What the task asks: All records below are to be set down exactly, each character intact.

Supplied material:
*** Begin section ***
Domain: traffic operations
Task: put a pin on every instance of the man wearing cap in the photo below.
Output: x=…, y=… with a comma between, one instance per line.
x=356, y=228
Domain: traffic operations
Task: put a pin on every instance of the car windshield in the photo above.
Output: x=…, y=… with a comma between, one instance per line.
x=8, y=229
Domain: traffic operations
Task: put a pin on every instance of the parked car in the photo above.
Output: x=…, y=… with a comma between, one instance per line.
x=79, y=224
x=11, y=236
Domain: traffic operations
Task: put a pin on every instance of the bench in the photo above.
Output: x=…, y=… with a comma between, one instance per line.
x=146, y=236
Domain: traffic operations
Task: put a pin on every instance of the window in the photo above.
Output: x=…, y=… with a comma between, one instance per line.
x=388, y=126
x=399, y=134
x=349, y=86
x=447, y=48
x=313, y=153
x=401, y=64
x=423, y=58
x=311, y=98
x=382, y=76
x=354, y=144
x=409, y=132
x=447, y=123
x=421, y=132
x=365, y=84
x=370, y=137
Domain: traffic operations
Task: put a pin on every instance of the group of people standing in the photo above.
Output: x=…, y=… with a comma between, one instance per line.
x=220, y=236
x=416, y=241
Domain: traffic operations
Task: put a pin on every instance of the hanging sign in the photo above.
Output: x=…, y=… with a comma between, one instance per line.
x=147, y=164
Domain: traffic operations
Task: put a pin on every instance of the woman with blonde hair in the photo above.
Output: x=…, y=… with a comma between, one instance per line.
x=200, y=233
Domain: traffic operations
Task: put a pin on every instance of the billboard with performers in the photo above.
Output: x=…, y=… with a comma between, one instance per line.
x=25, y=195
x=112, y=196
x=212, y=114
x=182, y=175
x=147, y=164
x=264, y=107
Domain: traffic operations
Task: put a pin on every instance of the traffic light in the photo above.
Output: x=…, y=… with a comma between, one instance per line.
*** End section ***
Answer section:
Domain: traffic operations
Task: put a pin on every instance of the man wearing cap in the photo below.
Output: x=…, y=… with a comma between, one instance per line.
x=356, y=228
Domain: traffic operations
Task: put a pin on every instance of the car windshield in the photo above.
Output: x=…, y=… with a comma between, one instance per line.
x=8, y=229
Domain: traffic operations
Task: put a pin on every instance of the parked car in the photo above.
Output: x=…, y=… with a comma between, one instance per line.
x=79, y=224
x=11, y=236
Domain: traffic operations
Task: put a pin on every instance of the bench in the photo above.
Output: x=…, y=… with a comma between, one instance per line.
x=146, y=236
Domain: traffic operations
Task: put a pin on every instance of the window in the photo above.
Output: x=…, y=… with a comma between, one instance per line.
x=388, y=126
x=399, y=134
x=349, y=86
x=447, y=48
x=313, y=153
x=401, y=64
x=423, y=58
x=311, y=98
x=382, y=76
x=354, y=144
x=409, y=132
x=447, y=123
x=421, y=132
x=365, y=84
x=370, y=137
Domain: traffic operations
Task: put a pin on every instance of the group of people standing in the photo above.
Output: x=…, y=… with a comma between, one instance per line.
x=220, y=236
x=416, y=241
Domain: traffic operations
Task: put a pin on every instance of the hanging sign in the photo above.
Output: x=…, y=… with a comma between, one instance per line.
x=147, y=164
Domain: traffic operations
Task: put a pin on every instance of the woman with blonde hair in the photo above.
Output: x=…, y=… with a comma between, one instance per line.
x=200, y=233
Domain: traffic operations
Task: put a pin on every instance of the billboard with performers in the photo above.
Output: x=…, y=… with a comma between, one instance per line.
x=25, y=195
x=112, y=196
x=212, y=114
x=182, y=175
x=147, y=164
x=264, y=107
Domain: traffic operations
Task: put a pin on every instance of the traffic light in the photo above.
Output: x=…, y=… with a comma between, one instance per line.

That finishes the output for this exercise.